An exact copy of all entries is the expected answer.

- - -

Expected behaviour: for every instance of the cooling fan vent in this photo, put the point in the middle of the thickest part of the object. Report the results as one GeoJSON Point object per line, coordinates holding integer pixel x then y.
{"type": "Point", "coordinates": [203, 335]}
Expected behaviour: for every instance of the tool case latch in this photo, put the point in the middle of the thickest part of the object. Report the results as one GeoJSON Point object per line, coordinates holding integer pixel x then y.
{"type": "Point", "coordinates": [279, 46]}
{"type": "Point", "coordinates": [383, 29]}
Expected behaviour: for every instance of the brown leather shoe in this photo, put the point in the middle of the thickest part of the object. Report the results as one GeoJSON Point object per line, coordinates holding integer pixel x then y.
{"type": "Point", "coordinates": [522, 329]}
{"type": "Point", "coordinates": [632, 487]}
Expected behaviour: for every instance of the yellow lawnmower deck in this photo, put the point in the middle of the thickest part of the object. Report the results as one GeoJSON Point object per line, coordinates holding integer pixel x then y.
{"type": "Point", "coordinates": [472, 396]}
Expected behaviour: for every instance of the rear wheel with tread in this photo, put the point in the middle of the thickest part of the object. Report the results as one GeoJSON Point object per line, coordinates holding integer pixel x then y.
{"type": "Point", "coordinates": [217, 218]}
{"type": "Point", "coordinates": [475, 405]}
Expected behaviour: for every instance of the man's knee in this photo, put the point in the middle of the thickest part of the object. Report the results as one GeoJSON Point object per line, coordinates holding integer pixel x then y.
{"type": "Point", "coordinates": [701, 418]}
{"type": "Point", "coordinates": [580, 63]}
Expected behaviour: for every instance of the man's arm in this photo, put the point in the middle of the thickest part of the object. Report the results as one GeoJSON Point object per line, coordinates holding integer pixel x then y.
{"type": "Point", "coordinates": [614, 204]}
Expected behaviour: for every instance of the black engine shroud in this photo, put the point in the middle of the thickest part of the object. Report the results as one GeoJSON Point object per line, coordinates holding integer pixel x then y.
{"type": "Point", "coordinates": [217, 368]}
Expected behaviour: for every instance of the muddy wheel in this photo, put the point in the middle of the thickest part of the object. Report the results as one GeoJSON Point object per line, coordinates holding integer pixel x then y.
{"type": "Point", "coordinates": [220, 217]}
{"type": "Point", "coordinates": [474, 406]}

- - -

Task output:
Expected behaviour: for every instance of the cooling fan vent in this photo, put the point in the middle of the thickest part of the object. Report the results as one GeoJSON Point object per line, coordinates holding integer pixel x then y.
{"type": "Point", "coordinates": [203, 335]}
Expected behaviour: for every instance of the tool case latch in this photo, put the point in the middle of the thickest part of the object. Report the results as one GeoJSON Point object per line, coordinates holding integer pixel x then y.
{"type": "Point", "coordinates": [279, 46]}
{"type": "Point", "coordinates": [383, 29]}
Expected behaviour: for every instance of the brown leather shoe in this photo, put the point in the middle of the thickest part of the object. Report the results as one GeoJSON Point object per line, coordinates holding integer pixel x then y.
{"type": "Point", "coordinates": [522, 329]}
{"type": "Point", "coordinates": [632, 487]}
Expected behaviour: for every instance of the yellow lawnmower deck in this photo, put the point in the middle of the thickest part of the object. Report the results as one GeoJSON Point object per line, coordinates holding integer pixel x then y.
{"type": "Point", "coordinates": [472, 396]}
Expected behaviour: for every instance of the rear wheel with tread in this photo, put the point in the middle of the thickest part of the object. Report the results as one GeoJSON Point object per line, coordinates holding integer pixel x then y.
{"type": "Point", "coordinates": [217, 218]}
{"type": "Point", "coordinates": [475, 405]}
Expected behaviour: for every instance of the man's knee in this photo, put the point in the middle of the thickest part of the object. Report the results as one GeoJSON Point object per line, coordinates holding integer pixel x then y.
{"type": "Point", "coordinates": [701, 418]}
{"type": "Point", "coordinates": [580, 63]}
Expected behaviour: for every instance of the man's arm in this photo, put the point in the middle of the thickest part of the object. Report the results as one GeoJSON Point object per line, coordinates holding integer pixel x then y.
{"type": "Point", "coordinates": [614, 204]}
Expected behaviour: for every instance of the black engine shroud in this photo, put the point in the middle of the thickest part of the object. Report the results as one GeoJSON Point object per line, coordinates holding integer pixel x then y.
{"type": "Point", "coordinates": [217, 368]}
Expected behaviour: for every instance of the muddy wheel in this photo, put the point in the middle of the thickest part of the object. Report the results as one GeoJSON Point object per line, coordinates holding integer pixel x then y.
{"type": "Point", "coordinates": [220, 217]}
{"type": "Point", "coordinates": [474, 406]}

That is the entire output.